- [What the task asks]
In the passage on the Delta variant and consumer activity, rewrite the stretch from "Restaurant visits, airline" through "on the economy.", changing "careful" to "cautious".

+++ Given passage

Restaurant visits, airline travel and face-to-face shopping has been on the decline in recent weeks as cases and deaths surged nationwide due to the highly-transmissible Delta variant of COVID-19, according to The New York Times. Despite the fact that the vaccinated can generally go about their lives facing little to no risk of serious illness or death from the virus, some data suggests that those are the people who are most curtailing their economic activity in response to Delta.

“People who vaccinate themselves very early are people who are already very careful,” University of Pennsylvania economist Jesús Fernández-Villaverde told the NYT. “People who do not vaccinate themselves are less careful. So there is a multiplier effect” on the economy.

Data from restaurant reservation service OpenTable shows that the states with the biggest drop in restaurant reservations since Aug. 1 are Louisiana, New York, Washington, D.C., Washington, Oregon, Maryland and Illinois. Louisiana was affected harshly by Hurricane Ida. Each of those states, with the exception of Illinois, has a vaccination rate above the national average.

Some of those states are not experiencing the Delta wave nearly as badly as Texas. However, economic activity in the Lone Star State is holding up fairly well. “It appears the latest Covid surge has been less impactful on the economy than previous surges in Texas,” Federal Reserve Bank of Dallas senior business economist Laila Assanie told the NYT.

++++++
+++ Supplied records

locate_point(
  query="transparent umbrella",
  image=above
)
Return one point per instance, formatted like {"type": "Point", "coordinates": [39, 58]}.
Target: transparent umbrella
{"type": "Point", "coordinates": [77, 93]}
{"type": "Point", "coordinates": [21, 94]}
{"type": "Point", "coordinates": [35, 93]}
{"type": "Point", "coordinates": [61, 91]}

++++++

- [Exercise output]
Restaurant visits, airline travel and face-to-face shopping has been on the decline in recent weeks as cases and deaths surged nationwide due to the highly-transmissible Delta variant of COVID-19, according to The New York Times. Despite the fact that the vaccinated can generally go about their lives facing little to no risk of serious illness or death from the virus, some data suggests that those are the people who are most curtailing their economic activity in response to Delta.

“People who vaccinate themselves very early are people who are already very cautious,” University of Pennsylvania economist Jesús Fernández-Villaverde told the NYT. “People who do not vaccinate themselves are less cautious. So there is a multiplier effect” on the economy.